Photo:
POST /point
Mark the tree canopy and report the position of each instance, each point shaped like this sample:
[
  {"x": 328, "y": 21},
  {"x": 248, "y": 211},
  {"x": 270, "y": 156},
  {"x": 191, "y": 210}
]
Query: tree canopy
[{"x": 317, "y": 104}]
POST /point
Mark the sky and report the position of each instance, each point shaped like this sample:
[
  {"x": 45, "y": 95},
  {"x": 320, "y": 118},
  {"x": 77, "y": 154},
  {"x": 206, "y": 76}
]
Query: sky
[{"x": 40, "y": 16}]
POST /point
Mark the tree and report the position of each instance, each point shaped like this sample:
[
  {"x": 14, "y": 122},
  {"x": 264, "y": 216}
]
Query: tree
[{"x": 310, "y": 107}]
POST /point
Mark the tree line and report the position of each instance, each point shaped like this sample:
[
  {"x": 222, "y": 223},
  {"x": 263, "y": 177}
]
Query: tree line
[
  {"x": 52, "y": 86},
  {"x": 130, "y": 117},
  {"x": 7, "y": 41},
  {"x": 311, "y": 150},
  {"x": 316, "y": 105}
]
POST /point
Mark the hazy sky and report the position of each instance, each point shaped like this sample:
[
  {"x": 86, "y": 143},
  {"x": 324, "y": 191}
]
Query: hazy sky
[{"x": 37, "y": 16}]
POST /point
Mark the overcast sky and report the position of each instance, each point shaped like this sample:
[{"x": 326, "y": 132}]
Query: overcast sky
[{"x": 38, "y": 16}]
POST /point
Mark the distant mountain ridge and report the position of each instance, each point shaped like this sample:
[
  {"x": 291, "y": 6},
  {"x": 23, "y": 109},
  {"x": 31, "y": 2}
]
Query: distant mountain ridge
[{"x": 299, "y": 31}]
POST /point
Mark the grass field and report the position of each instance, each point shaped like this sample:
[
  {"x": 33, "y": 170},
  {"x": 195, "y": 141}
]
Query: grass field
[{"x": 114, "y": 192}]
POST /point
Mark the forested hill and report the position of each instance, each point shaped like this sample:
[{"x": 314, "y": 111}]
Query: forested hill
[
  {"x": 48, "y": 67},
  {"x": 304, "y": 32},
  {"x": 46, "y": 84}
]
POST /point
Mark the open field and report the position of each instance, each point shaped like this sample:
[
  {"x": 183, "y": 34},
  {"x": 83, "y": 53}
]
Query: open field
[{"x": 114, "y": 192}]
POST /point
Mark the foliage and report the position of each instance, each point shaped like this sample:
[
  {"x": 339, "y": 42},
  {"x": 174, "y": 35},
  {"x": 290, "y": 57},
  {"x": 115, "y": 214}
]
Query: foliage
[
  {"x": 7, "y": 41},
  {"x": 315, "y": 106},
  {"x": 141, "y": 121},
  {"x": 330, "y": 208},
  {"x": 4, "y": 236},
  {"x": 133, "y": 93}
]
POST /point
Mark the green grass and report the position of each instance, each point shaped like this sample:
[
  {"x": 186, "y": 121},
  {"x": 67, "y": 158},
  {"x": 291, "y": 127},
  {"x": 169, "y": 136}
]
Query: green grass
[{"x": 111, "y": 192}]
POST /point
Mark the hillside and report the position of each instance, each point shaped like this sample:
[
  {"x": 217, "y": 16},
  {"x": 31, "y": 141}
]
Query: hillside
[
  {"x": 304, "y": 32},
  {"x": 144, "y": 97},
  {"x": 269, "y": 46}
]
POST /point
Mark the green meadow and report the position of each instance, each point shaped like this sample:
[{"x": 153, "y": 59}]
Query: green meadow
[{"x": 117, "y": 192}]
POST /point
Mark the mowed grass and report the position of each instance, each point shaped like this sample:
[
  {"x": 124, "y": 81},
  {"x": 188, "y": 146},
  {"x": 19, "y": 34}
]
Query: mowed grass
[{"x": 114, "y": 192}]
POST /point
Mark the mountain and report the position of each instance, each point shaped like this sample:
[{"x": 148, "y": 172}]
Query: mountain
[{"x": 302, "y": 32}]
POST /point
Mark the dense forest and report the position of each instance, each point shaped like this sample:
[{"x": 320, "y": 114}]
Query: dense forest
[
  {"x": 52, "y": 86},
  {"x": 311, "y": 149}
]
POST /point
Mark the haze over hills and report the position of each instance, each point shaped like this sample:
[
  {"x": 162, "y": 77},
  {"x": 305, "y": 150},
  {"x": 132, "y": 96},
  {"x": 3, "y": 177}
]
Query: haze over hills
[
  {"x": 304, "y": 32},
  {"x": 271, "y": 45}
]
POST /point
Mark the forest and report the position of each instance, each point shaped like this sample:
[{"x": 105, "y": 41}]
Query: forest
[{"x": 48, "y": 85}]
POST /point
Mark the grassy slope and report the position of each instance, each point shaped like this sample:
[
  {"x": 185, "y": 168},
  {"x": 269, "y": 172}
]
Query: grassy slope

---

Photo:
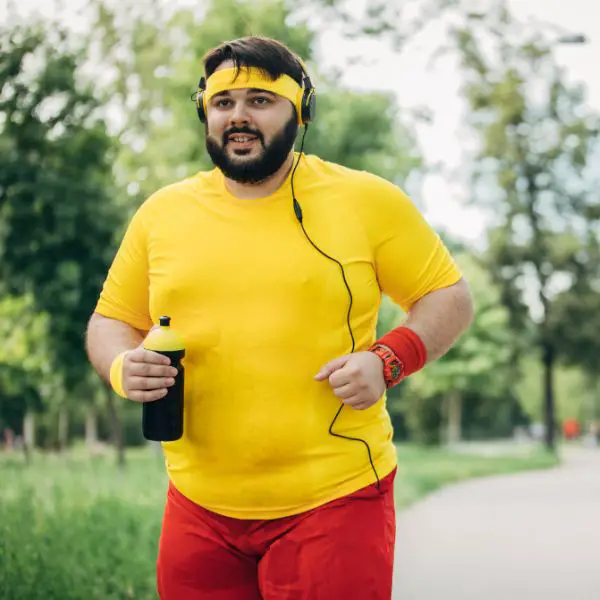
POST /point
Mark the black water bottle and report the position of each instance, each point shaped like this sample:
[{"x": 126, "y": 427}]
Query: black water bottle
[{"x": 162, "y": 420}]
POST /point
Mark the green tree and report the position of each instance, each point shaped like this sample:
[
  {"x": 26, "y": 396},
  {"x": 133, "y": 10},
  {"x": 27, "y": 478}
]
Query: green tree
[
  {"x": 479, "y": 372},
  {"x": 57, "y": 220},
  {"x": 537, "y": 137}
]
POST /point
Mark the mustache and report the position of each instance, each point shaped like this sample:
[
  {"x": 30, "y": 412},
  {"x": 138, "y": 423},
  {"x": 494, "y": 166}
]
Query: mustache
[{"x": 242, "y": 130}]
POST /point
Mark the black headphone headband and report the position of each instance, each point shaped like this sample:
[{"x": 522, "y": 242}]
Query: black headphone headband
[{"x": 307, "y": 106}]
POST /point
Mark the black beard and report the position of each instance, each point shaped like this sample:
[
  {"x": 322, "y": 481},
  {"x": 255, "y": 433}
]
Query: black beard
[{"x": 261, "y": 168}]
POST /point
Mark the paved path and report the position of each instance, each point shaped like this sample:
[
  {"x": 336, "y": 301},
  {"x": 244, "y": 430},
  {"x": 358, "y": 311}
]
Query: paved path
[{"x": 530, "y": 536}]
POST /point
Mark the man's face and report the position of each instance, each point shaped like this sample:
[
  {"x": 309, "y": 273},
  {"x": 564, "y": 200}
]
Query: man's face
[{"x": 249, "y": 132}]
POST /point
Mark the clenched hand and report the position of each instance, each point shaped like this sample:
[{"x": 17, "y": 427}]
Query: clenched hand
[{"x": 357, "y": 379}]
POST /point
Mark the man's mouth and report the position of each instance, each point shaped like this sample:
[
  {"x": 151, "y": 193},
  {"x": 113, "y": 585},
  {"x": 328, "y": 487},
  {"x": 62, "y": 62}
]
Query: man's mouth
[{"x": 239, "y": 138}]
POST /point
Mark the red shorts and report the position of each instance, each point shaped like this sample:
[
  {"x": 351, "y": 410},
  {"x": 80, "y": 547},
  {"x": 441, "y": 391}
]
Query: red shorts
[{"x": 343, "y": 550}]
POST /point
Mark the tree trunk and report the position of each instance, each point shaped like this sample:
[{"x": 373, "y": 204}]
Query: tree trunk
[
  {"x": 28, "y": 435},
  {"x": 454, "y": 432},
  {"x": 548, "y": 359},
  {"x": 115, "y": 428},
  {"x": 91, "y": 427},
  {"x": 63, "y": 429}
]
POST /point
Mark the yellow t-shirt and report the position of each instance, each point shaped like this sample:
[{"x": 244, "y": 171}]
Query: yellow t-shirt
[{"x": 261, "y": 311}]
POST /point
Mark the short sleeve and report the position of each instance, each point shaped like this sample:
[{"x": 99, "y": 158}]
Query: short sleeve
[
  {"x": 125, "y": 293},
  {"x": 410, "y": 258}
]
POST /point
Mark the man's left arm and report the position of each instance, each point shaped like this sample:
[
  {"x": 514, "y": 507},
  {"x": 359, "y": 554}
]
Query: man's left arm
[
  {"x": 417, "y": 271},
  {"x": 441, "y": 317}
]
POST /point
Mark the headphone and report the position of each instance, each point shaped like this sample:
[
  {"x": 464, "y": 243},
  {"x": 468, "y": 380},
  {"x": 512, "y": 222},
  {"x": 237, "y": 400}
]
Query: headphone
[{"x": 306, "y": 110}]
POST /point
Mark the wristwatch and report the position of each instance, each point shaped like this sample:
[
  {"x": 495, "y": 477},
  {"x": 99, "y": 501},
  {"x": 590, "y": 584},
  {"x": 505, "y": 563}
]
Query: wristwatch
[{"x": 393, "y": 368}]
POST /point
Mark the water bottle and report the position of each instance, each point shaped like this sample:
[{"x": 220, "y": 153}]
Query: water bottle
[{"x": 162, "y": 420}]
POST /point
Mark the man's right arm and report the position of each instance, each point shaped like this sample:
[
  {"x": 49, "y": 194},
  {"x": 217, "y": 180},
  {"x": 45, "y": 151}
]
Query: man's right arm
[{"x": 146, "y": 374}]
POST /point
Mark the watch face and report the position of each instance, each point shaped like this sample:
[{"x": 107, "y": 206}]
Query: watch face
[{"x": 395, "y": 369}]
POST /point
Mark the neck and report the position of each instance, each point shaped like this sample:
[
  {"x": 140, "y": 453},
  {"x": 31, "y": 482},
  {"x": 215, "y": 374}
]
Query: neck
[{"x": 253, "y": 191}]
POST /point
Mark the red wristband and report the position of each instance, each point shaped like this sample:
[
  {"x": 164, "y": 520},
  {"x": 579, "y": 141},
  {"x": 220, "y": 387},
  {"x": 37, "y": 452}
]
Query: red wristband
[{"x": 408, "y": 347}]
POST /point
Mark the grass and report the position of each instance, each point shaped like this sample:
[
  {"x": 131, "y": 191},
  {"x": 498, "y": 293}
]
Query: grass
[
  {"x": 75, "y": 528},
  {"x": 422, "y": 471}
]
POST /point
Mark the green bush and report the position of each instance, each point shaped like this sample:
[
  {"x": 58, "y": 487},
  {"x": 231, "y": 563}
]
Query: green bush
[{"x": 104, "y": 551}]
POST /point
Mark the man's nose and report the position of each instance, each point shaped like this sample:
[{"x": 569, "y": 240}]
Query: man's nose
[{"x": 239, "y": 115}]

**AIM OF THE EXERCISE:** Copy down every line of the material above that includes the string "slope".

**RESULT:**
Mark the grassy slope and report the position of each instance, each point shaped like this sample:
Query: grassy slope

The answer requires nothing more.